- _PROBLEM STATEMENT_
Copy out the section of the data that opens with the line containing "Please trace the outline of every instance of the green" and closes with the line containing "107], [0, 116]]", requests included, scaling every coordinate in the answer outlines by 2.5 and rounding to whole numbers with halves going up. Leave the numbers in the requests and their format samples unchanged.

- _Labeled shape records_
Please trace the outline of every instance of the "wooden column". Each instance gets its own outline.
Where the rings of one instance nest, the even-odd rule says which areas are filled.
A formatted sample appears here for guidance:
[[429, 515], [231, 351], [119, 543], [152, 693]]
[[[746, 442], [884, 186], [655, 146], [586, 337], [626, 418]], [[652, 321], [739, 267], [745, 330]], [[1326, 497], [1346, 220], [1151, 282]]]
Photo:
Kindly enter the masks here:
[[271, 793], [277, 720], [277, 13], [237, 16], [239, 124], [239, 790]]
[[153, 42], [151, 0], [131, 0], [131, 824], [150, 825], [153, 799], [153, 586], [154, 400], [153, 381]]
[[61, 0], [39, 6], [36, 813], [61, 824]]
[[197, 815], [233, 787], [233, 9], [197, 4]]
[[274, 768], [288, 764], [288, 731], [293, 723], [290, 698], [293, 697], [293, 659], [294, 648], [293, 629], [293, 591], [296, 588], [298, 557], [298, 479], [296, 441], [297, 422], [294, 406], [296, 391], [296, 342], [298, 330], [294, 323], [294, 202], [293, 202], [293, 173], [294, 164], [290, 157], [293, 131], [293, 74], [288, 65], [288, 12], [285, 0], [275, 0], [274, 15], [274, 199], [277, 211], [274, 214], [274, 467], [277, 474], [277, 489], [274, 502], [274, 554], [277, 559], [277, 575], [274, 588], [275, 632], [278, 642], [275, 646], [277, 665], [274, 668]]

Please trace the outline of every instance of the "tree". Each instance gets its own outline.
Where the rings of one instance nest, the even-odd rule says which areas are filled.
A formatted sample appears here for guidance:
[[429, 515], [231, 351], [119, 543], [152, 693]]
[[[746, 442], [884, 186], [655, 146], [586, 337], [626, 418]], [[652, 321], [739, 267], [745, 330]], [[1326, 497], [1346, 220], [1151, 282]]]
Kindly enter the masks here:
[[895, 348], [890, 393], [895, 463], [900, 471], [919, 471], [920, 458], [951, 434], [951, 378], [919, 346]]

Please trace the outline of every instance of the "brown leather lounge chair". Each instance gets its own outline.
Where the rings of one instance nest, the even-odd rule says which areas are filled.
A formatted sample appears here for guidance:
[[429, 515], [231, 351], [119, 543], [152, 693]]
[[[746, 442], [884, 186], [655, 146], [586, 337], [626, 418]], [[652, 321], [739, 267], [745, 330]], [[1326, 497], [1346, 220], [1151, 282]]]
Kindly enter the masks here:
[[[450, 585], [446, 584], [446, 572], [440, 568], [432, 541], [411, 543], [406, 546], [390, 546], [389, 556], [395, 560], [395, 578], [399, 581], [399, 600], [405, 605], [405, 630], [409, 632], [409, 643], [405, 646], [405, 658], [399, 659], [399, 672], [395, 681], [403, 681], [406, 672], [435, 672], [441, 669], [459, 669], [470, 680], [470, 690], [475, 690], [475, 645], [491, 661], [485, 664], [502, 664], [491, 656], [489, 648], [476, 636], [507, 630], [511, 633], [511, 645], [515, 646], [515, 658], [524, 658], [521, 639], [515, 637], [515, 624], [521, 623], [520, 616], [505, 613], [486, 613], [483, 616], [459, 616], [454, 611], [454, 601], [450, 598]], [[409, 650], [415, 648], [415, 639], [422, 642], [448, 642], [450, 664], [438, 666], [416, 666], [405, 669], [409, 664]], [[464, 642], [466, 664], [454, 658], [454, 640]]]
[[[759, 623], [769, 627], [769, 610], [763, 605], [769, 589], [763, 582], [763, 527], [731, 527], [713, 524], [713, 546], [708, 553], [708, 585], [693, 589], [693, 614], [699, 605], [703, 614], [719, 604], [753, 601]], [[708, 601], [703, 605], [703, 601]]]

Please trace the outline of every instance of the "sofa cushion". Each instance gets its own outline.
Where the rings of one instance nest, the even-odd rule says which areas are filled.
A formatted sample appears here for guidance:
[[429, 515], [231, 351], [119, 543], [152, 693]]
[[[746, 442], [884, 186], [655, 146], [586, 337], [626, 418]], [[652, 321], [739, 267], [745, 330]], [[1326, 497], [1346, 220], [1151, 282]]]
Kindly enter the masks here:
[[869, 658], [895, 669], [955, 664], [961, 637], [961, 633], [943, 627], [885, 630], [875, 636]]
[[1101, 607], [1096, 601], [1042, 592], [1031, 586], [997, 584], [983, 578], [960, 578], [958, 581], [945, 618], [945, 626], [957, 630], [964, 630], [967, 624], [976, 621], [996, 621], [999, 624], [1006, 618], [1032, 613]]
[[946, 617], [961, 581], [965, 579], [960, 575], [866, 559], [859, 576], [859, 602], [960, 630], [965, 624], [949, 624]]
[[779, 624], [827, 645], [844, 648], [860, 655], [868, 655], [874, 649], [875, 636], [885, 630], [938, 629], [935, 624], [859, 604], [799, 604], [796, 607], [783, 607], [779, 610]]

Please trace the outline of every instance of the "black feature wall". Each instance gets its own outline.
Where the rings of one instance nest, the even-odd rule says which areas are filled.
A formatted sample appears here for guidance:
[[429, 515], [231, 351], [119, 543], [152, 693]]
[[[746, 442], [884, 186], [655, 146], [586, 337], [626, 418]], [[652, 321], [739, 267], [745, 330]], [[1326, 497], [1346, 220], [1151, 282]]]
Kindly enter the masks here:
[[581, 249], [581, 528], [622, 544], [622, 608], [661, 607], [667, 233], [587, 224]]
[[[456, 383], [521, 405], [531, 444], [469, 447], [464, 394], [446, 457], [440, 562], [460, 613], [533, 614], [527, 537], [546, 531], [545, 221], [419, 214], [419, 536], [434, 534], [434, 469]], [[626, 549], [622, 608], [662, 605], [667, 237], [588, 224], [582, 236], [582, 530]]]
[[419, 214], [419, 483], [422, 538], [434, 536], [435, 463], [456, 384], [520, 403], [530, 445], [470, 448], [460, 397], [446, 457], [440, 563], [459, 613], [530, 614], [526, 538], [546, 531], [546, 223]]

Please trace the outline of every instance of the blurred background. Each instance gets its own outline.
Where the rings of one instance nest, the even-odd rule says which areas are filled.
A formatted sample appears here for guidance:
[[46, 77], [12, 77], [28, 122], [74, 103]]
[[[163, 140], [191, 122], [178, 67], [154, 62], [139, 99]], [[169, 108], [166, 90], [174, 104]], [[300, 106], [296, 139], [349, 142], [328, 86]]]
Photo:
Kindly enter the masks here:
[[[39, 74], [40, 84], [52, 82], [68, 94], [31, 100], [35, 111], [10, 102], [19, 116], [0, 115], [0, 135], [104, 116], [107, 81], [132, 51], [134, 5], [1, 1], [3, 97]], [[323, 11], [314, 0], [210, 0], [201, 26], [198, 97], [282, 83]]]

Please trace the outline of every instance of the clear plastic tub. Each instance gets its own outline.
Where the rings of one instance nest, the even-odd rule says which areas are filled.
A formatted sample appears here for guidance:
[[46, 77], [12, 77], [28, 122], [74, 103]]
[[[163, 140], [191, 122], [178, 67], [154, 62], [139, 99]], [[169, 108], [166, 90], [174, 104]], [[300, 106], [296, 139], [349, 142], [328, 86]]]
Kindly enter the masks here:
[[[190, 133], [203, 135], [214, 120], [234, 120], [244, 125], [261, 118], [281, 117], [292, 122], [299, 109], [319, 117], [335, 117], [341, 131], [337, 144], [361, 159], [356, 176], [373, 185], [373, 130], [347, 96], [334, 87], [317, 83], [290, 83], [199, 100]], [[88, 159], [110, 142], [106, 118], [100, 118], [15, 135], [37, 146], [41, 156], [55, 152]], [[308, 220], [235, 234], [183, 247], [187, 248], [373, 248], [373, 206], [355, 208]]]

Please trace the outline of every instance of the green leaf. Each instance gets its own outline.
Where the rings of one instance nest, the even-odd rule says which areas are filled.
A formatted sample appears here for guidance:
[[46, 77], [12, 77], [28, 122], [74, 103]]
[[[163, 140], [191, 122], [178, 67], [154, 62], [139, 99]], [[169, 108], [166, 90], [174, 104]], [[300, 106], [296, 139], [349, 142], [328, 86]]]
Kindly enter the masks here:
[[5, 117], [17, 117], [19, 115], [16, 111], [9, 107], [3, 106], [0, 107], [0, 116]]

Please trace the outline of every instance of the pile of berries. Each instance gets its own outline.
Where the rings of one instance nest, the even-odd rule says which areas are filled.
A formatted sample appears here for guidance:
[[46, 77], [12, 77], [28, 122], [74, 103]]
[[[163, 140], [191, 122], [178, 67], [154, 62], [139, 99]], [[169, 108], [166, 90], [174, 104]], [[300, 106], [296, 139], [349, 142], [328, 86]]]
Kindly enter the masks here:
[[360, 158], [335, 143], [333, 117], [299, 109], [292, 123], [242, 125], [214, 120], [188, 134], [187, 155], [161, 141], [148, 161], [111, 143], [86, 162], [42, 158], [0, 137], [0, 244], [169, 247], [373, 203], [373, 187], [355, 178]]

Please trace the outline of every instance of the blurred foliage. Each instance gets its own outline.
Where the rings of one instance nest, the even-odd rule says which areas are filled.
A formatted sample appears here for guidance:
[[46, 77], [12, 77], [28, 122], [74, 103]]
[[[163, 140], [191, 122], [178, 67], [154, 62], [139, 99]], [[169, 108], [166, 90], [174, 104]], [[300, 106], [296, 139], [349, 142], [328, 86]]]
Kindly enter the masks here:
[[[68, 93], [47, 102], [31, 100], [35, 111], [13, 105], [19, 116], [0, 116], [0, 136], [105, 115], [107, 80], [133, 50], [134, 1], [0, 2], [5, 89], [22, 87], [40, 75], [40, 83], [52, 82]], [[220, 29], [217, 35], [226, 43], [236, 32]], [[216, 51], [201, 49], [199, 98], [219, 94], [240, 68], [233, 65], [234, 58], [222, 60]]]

- _EXPECTED OUTPUT_
Please trace the outline of every instance of the green leaf. Each instance gets its own outline.
Where the rings of one instance nest, the even-odd rule says which areas are filled.
A formatted sample appears here for guidance:
[[46, 77], [12, 77], [28, 122], [74, 103]]
[[[163, 140], [191, 122], [178, 67], [154, 62], [139, 99]], [[169, 108], [166, 90], [174, 104]], [[300, 106], [296, 139], [349, 142], [328, 86]]]
Kindly enter the masks here:
[[13, 293], [43, 293], [48, 288], [40, 278], [23, 268], [8, 265], [0, 268], [0, 290]]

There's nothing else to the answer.